Segmentation mask data
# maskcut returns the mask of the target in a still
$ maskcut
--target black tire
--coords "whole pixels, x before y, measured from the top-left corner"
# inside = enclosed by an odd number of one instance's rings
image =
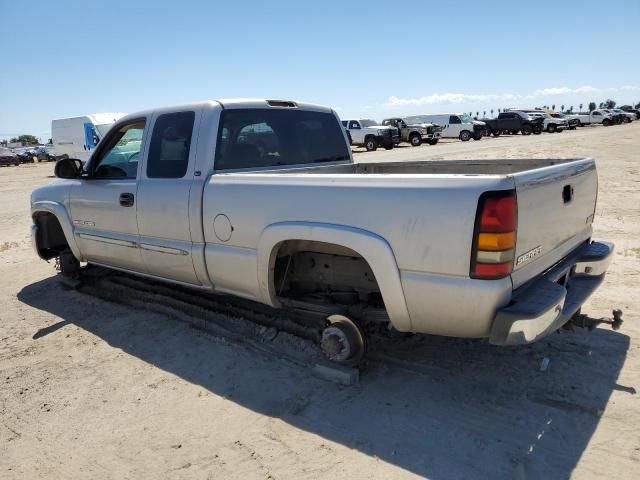
[[[542,133],[542,128],[534,128],[533,129],[533,134],[534,135],[540,135]]]
[[[437,145],[438,144],[438,140],[437,139],[436,140],[429,140],[429,141],[427,141],[427,143],[429,145]]]
[[[347,140],[349,140],[349,145],[353,145],[353,139],[351,138],[351,132],[347,130]]]
[[[584,127],[584,125],[585,125],[585,124],[584,124],[584,123],[582,123],[582,120],[578,120],[578,126],[579,126],[579,127]]]
[[[60,252],[58,269],[60,274],[69,280],[80,278],[80,262],[69,249]]]
[[[482,140],[482,133],[474,133],[473,134],[473,139],[474,140]]]
[[[608,118],[605,118],[605,119],[602,121],[602,125],[604,125],[605,127],[608,127],[609,125],[611,125],[611,120],[610,120],[610,119],[608,119]]]
[[[422,137],[419,133],[412,133],[409,135],[409,143],[412,147],[419,147],[422,145]]]
[[[460,132],[458,138],[463,142],[468,142],[471,139],[471,132],[469,130],[463,130]]]
[[[364,148],[367,149],[367,152],[375,152],[378,149],[378,139],[376,137],[365,138]]]
[[[522,135],[531,135],[533,133],[533,128],[531,125],[526,124],[522,126],[520,131],[522,132]]]
[[[555,123],[550,123],[547,125],[547,133],[555,133],[558,130],[558,127]]]
[[[624,117],[624,123],[631,123],[631,119],[629,117]]]
[[[494,131],[492,131],[492,132],[491,132],[491,134],[492,134],[494,137],[499,137],[499,136],[500,136],[500,130],[494,130]]]
[[[384,149],[385,149],[385,150],[393,150],[393,147],[394,147],[393,143],[390,143],[390,144],[388,144],[388,145],[385,145],[385,146],[384,146]]]
[[[518,134],[518,130],[509,130],[509,133],[511,135],[517,135]]]

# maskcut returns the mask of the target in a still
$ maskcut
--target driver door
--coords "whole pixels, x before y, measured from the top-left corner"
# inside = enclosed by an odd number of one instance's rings
[[[146,273],[136,217],[139,160],[145,119],[112,128],[87,165],[87,176],[70,191],[74,235],[92,263]]]

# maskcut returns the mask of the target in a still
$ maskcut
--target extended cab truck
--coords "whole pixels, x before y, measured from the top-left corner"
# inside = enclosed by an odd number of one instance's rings
[[[400,143],[400,132],[395,127],[378,125],[373,120],[343,120],[342,126],[348,132],[351,145],[365,147],[374,152],[382,145],[391,150]]]
[[[580,126],[594,125],[601,123],[605,126],[613,125],[613,116],[605,110],[594,110],[591,113],[576,113],[567,115],[568,118],[575,118],[580,122]]]
[[[385,118],[382,125],[395,127],[400,131],[400,140],[410,143],[414,147],[427,142],[435,145],[440,140],[442,127],[433,123],[407,124],[404,118]]]
[[[354,163],[334,111],[289,101],[128,115],[55,172],[31,195],[32,242],[62,275],[88,262],[328,315],[321,346],[347,364],[370,323],[538,340],[613,250],[591,239],[592,159]]]
[[[487,128],[491,130],[494,137],[503,133],[511,135],[539,135],[543,130],[543,119],[532,118],[527,113],[520,111],[501,112],[498,118],[486,120]]]
[[[620,108],[611,108],[610,110],[616,115],[620,115],[623,123],[631,123],[636,119],[636,114],[633,112],[625,112]]]

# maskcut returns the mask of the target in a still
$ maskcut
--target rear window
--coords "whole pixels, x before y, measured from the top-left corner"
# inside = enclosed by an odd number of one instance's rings
[[[218,130],[218,170],[348,160],[340,123],[304,110],[224,110]]]

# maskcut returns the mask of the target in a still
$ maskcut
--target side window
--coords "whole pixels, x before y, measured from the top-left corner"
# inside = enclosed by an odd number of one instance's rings
[[[122,125],[105,138],[104,148],[91,162],[93,178],[136,178],[144,124],[138,120]]]
[[[347,126],[347,123],[349,123],[349,122],[347,122],[346,120],[342,120],[342,122],[340,122],[340,123],[342,123],[342,126],[343,126],[343,127],[346,127],[346,126]]]
[[[195,112],[165,113],[153,127],[147,177],[182,178],[189,166]]]
[[[349,124],[349,128],[360,130],[360,124],[355,120],[351,120],[351,123]]]
[[[593,112],[593,115],[594,116],[598,116],[598,115],[600,115],[600,112]]]
[[[458,117],[457,115],[451,115],[449,117],[449,123],[462,123],[460,121],[460,117]]]

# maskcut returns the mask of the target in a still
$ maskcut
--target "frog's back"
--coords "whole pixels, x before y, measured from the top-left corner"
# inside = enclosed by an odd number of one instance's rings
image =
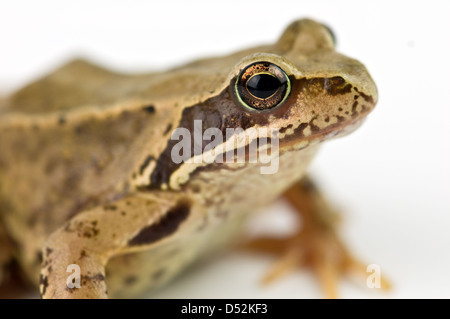
[[[144,98],[153,104],[173,100],[174,105],[191,105],[225,87],[230,65],[246,53],[198,60],[164,72],[133,75],[75,59],[0,100],[0,114],[48,115],[88,107],[105,110]]]
[[[6,109],[32,115],[70,111],[93,103],[107,105],[114,101],[114,95],[121,94],[111,86],[124,77],[85,60],[73,60],[16,92],[6,101]]]
[[[149,137],[167,135],[173,102],[142,89],[158,78],[75,60],[0,100],[0,222],[19,246],[34,243],[20,252],[25,269],[48,234],[125,196],[148,150],[164,147]]]

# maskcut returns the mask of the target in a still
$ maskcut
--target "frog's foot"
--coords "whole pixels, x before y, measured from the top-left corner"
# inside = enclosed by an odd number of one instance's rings
[[[269,283],[298,267],[310,268],[318,277],[327,298],[337,297],[342,275],[367,276],[366,265],[357,261],[337,236],[337,214],[326,205],[309,180],[288,190],[285,197],[302,213],[303,227],[288,238],[258,238],[245,245],[250,250],[268,252],[279,258],[263,277]],[[381,278],[381,287],[389,283]]]
[[[258,238],[247,245],[250,250],[275,254],[278,260],[263,277],[268,284],[296,268],[310,268],[318,277],[326,298],[337,298],[337,282],[343,274],[366,278],[366,266],[355,260],[336,234],[318,228],[303,229],[284,239]],[[387,283],[382,283],[387,287]]]

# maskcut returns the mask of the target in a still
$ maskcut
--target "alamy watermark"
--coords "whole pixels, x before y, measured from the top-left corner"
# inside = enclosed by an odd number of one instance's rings
[[[366,272],[370,275],[366,279],[368,288],[381,288],[381,267],[377,264],[367,265]]]
[[[67,288],[81,288],[81,269],[77,264],[67,266],[66,272],[71,273],[67,277]],[[367,265],[366,272],[370,273],[366,279],[368,288],[381,288],[381,267],[377,264]]]
[[[193,136],[192,136],[193,134]],[[203,130],[202,120],[194,120],[194,130],[183,127],[172,132],[179,141],[171,149],[175,164],[259,163],[261,174],[275,174],[279,167],[279,136],[274,128],[226,128]],[[206,143],[206,145],[205,145]]]
[[[72,273],[67,277],[67,288],[81,288],[81,269],[77,264],[71,264],[67,266],[66,272]]]

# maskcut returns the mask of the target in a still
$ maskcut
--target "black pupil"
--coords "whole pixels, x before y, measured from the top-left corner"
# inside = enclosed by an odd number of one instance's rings
[[[266,99],[272,96],[282,83],[270,74],[256,74],[247,81],[247,90],[257,98]]]

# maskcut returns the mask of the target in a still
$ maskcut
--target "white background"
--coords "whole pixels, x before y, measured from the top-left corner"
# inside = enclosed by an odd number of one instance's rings
[[[364,62],[379,104],[361,129],[324,145],[312,173],[343,211],[355,255],[381,265],[382,293],[342,280],[341,297],[450,297],[450,6],[447,1],[0,1],[0,92],[74,55],[123,71],[272,42],[299,17],[334,29]],[[289,223],[278,202],[259,224]],[[258,224],[258,225],[259,225]],[[299,271],[268,286],[270,257],[230,252],[150,296],[320,298]]]

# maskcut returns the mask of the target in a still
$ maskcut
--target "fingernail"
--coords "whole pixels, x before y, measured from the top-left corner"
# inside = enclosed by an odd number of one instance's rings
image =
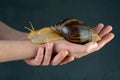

How to complete this task: Looking at the records above, please work out how many lines contain "window" and state only that number.

Solution for this problem: 2